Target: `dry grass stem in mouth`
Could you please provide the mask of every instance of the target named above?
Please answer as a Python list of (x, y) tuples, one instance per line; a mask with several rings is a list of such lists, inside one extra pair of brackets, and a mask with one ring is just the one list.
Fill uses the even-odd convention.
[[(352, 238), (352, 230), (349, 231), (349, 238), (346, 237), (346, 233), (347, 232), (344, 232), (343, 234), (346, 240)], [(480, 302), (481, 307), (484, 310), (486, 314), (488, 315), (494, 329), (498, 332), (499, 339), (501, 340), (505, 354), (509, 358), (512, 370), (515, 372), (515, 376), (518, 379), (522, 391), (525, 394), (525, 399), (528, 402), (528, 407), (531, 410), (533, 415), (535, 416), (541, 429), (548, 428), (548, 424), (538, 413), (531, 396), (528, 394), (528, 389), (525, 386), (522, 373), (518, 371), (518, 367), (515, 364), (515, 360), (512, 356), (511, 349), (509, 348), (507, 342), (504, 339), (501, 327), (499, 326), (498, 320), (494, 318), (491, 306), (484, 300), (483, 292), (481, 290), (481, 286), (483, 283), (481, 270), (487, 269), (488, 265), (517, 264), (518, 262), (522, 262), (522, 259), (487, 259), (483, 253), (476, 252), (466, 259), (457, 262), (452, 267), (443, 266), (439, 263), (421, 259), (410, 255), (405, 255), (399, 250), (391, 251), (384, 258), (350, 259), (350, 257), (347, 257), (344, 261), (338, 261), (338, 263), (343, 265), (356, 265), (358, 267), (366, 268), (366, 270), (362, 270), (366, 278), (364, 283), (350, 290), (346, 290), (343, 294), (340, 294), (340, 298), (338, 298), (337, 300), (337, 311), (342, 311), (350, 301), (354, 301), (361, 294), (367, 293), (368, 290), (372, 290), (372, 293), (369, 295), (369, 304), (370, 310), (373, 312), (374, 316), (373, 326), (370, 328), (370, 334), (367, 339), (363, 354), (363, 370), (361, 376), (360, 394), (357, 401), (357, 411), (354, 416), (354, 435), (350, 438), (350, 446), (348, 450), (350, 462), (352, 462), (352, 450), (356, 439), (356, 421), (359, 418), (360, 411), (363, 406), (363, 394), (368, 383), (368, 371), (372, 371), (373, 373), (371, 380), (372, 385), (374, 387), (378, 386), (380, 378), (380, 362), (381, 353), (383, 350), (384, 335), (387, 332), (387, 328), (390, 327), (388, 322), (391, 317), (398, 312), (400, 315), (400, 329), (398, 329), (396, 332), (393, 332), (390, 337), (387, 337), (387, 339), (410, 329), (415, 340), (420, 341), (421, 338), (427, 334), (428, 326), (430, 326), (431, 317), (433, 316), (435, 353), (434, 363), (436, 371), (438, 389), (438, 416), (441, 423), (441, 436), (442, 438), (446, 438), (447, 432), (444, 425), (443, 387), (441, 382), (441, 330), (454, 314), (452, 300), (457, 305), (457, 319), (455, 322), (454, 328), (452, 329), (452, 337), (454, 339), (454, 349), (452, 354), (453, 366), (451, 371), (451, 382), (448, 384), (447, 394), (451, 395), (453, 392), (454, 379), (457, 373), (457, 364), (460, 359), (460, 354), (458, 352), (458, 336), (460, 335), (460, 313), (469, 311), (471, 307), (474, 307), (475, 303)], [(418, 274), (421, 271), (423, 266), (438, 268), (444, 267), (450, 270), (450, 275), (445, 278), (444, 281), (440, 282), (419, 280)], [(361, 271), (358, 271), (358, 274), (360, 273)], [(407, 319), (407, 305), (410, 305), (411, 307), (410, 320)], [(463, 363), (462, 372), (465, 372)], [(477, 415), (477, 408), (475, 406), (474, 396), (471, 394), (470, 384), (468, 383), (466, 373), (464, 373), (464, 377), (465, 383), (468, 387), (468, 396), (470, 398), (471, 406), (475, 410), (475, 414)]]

PROBLEM STATEMENT:
Rewrite the items above, swapping "instance" for "object" wherever it appears and leaving everything else unchanged.

ANSWER TO THE PROBLEM:
Target: `dry grass stem in mouth`
Could you please provide the mask of every object of the target named above?
Please answer as a Python list of (x, y) tuples, one object per line; a mask with several rings is a list of such lists, inside one extra pair of brackets, and a mask with one ring is just the one list.
Fill uses the even-odd convention.
[[(352, 238), (352, 230), (349, 231), (349, 238), (346, 237), (346, 233), (347, 232), (344, 232), (343, 234), (346, 240)], [(480, 302), (481, 307), (484, 310), (486, 314), (488, 315), (494, 329), (498, 332), (499, 339), (501, 340), (505, 354), (509, 358), (512, 370), (515, 372), (515, 376), (518, 379), (522, 391), (525, 394), (525, 399), (528, 402), (528, 407), (531, 410), (533, 415), (535, 416), (541, 429), (548, 428), (548, 424), (538, 413), (531, 396), (528, 394), (528, 389), (525, 386), (522, 373), (518, 371), (518, 367), (515, 364), (515, 360), (512, 356), (511, 349), (509, 348), (507, 342), (504, 339), (501, 327), (499, 326), (498, 320), (494, 318), (491, 306), (484, 300), (483, 292), (481, 290), (481, 286), (483, 283), (481, 270), (487, 269), (488, 265), (517, 264), (518, 262), (522, 262), (522, 259), (487, 259), (483, 253), (476, 252), (466, 259), (457, 262), (452, 267), (443, 266), (439, 263), (421, 259), (410, 255), (405, 255), (399, 250), (391, 251), (384, 258), (350, 259), (350, 257), (347, 257), (344, 261), (338, 261), (338, 263), (343, 265), (356, 265), (358, 267), (366, 268), (366, 270), (362, 270), (366, 278), (364, 283), (350, 290), (346, 290), (343, 294), (340, 294), (340, 298), (338, 298), (337, 300), (337, 311), (342, 311), (350, 301), (354, 301), (361, 294), (367, 293), (368, 290), (372, 290), (372, 293), (369, 295), (369, 304), (370, 310), (373, 312), (374, 316), (373, 326), (370, 328), (370, 334), (367, 339), (363, 354), (363, 370), (361, 376), (360, 394), (357, 401), (357, 411), (354, 416), (354, 435), (350, 438), (350, 446), (348, 450), (350, 462), (352, 462), (352, 450), (356, 439), (356, 421), (359, 418), (360, 411), (363, 406), (363, 394), (368, 383), (368, 371), (372, 371), (373, 373), (371, 380), (372, 385), (374, 387), (378, 386), (380, 378), (380, 362), (381, 353), (383, 350), (384, 335), (387, 332), (387, 328), (390, 327), (388, 322), (391, 317), (398, 312), (400, 315), (400, 329), (398, 329), (396, 332), (393, 332), (390, 337), (387, 337), (387, 339), (410, 329), (415, 340), (420, 341), (421, 338), (427, 334), (428, 326), (430, 326), (431, 317), (433, 316), (435, 353), (434, 363), (436, 371), (438, 389), (438, 416), (441, 423), (441, 436), (442, 438), (446, 438), (447, 432), (444, 425), (443, 387), (441, 382), (441, 330), (454, 314), (452, 300), (457, 305), (457, 319), (455, 322), (454, 328), (452, 329), (452, 337), (454, 339), (454, 349), (452, 354), (453, 366), (451, 371), (451, 382), (448, 384), (447, 394), (451, 395), (453, 392), (454, 379), (457, 373), (457, 364), (460, 359), (460, 354), (458, 352), (458, 336), (460, 335), (460, 313), (469, 311), (471, 307), (474, 307), (475, 303)], [(418, 274), (421, 271), (423, 266), (438, 268), (444, 267), (450, 270), (450, 275), (445, 278), (444, 281), (440, 282), (419, 280)], [(361, 271), (358, 271), (358, 274), (360, 273)], [(407, 319), (407, 305), (410, 305), (411, 307), (410, 320)], [(463, 363), (462, 372), (465, 372)], [(477, 415), (477, 408), (475, 406), (474, 396), (471, 394), (470, 384), (468, 383), (466, 373), (464, 373), (464, 377), (465, 383), (468, 387), (468, 396), (470, 398), (471, 406), (475, 410), (475, 414)]]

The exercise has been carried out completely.